[Stored data entries]
*** Block opens ***

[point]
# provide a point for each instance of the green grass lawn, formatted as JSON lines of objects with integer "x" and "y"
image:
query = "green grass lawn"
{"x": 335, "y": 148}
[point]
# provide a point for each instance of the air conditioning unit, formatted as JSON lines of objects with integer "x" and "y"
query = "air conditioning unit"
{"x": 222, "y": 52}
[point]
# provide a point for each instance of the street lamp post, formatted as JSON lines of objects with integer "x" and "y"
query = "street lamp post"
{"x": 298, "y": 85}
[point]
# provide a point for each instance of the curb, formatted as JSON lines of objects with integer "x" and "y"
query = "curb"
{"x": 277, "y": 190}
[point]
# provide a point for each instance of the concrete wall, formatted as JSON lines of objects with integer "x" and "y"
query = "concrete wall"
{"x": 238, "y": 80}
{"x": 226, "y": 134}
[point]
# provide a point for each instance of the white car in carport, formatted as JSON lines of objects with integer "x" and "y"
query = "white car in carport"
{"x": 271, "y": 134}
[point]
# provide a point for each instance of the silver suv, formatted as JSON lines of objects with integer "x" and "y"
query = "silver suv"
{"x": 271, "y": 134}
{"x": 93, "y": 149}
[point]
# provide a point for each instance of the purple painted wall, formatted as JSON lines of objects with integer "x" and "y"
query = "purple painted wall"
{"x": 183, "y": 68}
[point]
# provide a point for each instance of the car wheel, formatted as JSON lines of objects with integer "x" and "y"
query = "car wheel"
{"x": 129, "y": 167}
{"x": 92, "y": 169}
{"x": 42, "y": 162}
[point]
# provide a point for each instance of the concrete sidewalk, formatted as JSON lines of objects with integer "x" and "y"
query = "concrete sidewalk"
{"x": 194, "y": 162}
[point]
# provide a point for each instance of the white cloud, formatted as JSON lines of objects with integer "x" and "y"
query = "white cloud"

*** Block closes ***

**Required action**
Where a line in the records above holds the string "cloud", it counts toward the total; give that total alone.

**Reply**
2